W odpowiedzi na jeden z komentarzy do posta “Złote Fotomyśli…” napisałem, że w odróżnieniu od przedmówcy uważam, że fotografia nie posunęła się przez cyfryzację o 100 lat do przodu, ale właśnie cofnęła się o 100 lat.
W wrodzoną sobie, jako płci pięknej, wrażliwością i złośliwością, Malwina de Brade załączyła w odpowiedzi kilka linków do zdjęć sprzed ok. 100 lat. Wytykając mi tym samym, że fotografia jednak trochę się posunęła do przodu w epoce cyfryzacji porównując obecne zdjęcia do tych stuletnich:
Hmm…
Ucieszyłem się niezmiernie i mam propozycję dla Malwiny i dla Was.
Wejdźcie na jakiś tam pierwszy lepszy portal typu plfoto czy Flickr.
Wybierzcie pierwszych 30 fotek z galerii. Przeglądnijcie je spokojnie.
Poniżej zamieszczam wnioski, jakie moim zdaniem płyną w stosunku do 95% tych wybranych fotek:
– ich jakość techniczna (prawidłowe naświetlenie, plastyka obrazu itp) jest żenująca słabsza od tych fotek podlinkowanych przez Malwinę;
– ich jakość estetyczna jest załamująca. To są nic nie warte i nie przemyślane pstryki bez ładu i składu. Bez pomysłu i bez chwili zastanowienia;
– i najważniejsze !!!! one za sto lat nie będą nic znaczyły!!
Ba!
One nawet nie będą fizycznie istniały.
Niebyt.
Nicość.
Pustka.
Nie pozostanie po nich nawet jeden bit, jedna jedynka w kodzie.
Wiec cofnęliśmy się dzięki cyfryzacji czy posunęliśmy się do przodu?

### [Wiersze zbioru danych]
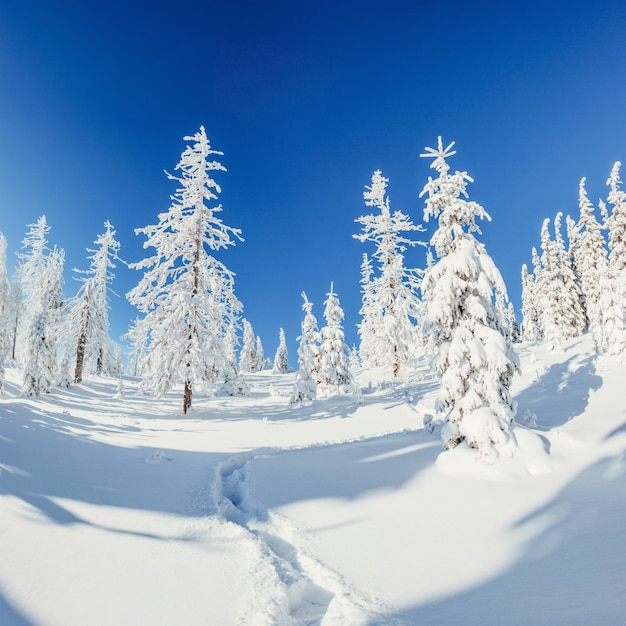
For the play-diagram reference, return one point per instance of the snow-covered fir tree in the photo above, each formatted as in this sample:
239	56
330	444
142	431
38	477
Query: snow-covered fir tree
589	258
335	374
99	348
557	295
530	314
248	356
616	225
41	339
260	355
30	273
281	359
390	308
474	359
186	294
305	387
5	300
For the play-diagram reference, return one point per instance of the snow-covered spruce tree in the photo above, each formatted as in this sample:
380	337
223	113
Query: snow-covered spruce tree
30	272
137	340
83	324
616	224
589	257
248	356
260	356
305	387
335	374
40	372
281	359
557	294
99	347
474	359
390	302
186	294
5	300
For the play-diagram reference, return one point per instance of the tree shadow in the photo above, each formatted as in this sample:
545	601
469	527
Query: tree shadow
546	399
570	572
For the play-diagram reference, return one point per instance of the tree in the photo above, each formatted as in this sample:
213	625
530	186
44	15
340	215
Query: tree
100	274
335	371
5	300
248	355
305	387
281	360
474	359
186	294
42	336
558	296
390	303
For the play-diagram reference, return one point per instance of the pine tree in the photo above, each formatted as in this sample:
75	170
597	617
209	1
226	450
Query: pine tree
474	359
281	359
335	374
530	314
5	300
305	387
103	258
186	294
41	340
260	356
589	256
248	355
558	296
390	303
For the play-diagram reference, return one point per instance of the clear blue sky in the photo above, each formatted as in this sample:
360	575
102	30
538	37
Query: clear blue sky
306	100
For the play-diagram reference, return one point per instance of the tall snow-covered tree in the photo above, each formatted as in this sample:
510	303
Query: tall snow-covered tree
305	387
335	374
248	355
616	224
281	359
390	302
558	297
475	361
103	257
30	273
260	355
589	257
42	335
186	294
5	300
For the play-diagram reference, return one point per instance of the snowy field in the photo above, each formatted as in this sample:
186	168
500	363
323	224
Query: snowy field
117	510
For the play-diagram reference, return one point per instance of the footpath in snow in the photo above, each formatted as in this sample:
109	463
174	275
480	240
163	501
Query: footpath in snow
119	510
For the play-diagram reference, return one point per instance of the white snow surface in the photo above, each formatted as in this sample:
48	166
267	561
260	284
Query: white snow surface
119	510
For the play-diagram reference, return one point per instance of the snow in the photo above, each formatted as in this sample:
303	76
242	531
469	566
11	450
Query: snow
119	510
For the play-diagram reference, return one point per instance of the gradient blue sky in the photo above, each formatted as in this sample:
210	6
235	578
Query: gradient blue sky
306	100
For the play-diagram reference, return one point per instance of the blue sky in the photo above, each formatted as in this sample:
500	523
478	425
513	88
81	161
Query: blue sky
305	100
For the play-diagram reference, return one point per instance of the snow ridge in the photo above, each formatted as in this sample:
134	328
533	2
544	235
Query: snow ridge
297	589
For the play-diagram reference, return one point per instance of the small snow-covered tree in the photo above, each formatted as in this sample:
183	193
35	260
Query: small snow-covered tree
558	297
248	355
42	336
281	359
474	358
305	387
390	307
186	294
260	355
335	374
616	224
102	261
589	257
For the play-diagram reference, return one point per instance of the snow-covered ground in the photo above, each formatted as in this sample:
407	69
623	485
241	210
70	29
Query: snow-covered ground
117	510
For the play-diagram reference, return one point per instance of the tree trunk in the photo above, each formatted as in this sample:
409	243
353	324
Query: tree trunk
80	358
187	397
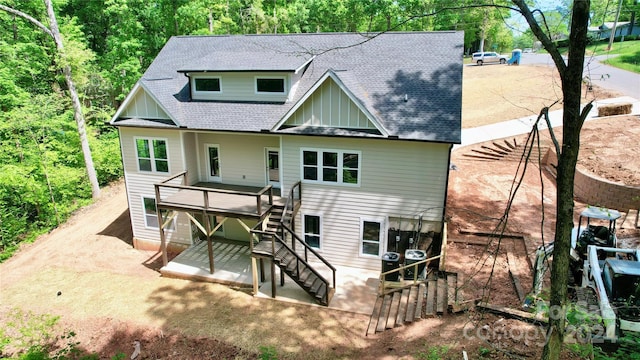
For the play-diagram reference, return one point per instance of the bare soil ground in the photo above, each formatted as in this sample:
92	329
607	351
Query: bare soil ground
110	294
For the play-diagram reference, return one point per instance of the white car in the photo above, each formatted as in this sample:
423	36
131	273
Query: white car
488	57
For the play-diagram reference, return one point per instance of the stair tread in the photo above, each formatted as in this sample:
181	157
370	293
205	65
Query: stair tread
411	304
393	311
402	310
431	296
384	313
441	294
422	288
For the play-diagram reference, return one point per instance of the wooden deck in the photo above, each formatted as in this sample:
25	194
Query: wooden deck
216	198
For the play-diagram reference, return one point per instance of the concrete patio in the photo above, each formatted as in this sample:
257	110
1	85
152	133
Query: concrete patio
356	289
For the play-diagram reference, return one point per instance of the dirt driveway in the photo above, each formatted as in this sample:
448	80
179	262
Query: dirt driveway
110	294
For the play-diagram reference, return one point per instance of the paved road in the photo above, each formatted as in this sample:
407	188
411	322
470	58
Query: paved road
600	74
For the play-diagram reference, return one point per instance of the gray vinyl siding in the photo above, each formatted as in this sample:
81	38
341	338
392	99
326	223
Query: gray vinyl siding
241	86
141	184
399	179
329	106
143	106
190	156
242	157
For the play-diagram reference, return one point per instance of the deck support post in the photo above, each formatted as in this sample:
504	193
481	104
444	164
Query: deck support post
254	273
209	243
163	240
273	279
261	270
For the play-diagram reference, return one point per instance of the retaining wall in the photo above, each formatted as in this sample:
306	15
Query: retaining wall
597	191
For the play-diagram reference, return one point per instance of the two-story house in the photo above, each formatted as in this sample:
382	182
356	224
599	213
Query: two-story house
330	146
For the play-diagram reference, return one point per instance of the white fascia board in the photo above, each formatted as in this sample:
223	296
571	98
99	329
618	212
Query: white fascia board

...

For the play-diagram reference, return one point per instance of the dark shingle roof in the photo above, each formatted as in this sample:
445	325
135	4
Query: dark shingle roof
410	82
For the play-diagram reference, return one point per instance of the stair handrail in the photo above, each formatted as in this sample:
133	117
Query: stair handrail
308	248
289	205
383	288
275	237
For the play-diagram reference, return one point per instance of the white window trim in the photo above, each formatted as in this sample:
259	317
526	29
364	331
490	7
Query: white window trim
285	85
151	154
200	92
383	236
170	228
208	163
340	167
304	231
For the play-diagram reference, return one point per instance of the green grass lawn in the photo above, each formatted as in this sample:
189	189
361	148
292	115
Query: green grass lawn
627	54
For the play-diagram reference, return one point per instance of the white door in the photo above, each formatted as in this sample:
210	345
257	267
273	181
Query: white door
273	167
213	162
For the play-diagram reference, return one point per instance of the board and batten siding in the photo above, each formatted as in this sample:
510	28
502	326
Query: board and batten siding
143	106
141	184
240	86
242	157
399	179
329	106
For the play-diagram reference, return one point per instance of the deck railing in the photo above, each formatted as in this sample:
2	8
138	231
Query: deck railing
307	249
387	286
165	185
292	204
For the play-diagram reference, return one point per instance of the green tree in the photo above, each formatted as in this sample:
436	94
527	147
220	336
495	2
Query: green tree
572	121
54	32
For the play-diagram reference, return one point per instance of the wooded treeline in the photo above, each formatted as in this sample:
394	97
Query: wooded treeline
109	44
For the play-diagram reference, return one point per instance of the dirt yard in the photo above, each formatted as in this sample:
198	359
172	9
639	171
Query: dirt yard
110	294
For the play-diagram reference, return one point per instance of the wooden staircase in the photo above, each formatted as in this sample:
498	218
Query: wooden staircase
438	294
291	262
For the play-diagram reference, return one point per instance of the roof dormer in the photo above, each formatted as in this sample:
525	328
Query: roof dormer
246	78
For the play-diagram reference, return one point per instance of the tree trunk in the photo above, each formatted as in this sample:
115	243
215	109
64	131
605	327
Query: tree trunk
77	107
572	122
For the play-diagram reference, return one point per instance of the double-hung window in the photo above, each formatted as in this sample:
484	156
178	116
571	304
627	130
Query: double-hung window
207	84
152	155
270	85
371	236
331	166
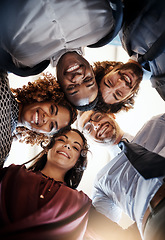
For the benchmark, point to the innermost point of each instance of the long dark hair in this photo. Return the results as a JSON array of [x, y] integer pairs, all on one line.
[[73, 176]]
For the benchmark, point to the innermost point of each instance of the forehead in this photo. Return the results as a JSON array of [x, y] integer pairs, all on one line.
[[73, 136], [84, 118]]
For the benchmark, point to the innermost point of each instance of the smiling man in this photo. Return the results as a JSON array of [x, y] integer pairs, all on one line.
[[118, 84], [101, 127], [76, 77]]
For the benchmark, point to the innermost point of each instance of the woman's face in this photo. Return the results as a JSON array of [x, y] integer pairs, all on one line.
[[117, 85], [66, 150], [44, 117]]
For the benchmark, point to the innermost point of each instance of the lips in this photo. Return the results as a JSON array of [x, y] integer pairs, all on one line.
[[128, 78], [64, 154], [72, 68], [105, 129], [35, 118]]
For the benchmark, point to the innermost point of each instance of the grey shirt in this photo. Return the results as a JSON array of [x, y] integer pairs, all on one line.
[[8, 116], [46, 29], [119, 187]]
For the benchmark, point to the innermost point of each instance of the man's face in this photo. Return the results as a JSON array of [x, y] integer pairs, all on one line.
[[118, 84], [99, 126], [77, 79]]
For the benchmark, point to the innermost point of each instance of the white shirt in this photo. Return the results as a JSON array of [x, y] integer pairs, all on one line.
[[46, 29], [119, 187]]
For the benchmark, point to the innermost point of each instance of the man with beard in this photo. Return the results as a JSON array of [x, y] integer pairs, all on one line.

### [POLECENIA]
1. Przepisz słowo w słowo fragment tekstu o cyfryzacji fotografii od „Poniżej zamieszczam wnioski, jakie” do „będą fizycznie istniały.”.
2. Ile pierwszych zdjęć z galerii autor tekstu o cyfryzacji fotografii każe wybrać i przejrzeć?
3. Oceń, czy poniższe stwierdzenia zgadzają się z tekstem o cyfryzacji fotografii. Przy każdym odpowiedz „tak” lub „nie” i przytocz rozstrzygające słowa tekstu.
(a) Malwina de Brade dołączyła linki do zdjęć sprzed około stu lat.
(b) Autor uważa, że cyfryzacja przesunęła fotografię o 100 lat do przodu.
(c) Wnioski autora odnoszą się do wszystkich wybranych zdjęć.
Opieraj się wyłącznie na tekście, a nie na rekordach.

### [ODPOWIEDZI]
1.
Poniżej zamieszczam wnioski, jakie moim zdaniem płyną w stosunku do 95% tych wybranych fotek:
– ich jakość techniczna (prawidłowe naświetlenie, plastyka obrazu itp) jest żenująca słabsza od tych fotek podlinkowanych przez Malwinę;
– ich jakość estetyczna jest załamująca. To są nic nie warte i nie przemyślane pstryki bez ładu i składu. Bez pomysłu i bez chwili zastanowienia;
– i najważniejsze !!!! one za sto lat nie będą nic znaczyły!!
Ba!
One nawet nie będą fizycznie istniały.

2. Pierwszych 30 fotek z galerii.

3.
(a) Tak: „załączyła w odpowiedzi kilka linków do zdjęć sprzed ok. 100 lat”.
(b) Nie: „uważam, że fotografia nie posunęła się przez cyfryzację o 100 lat do przodu, ale właśnie cofnęła się o 100 lat”.
(c) Nie: „w stosunku do 95% tych wybranych fotek”.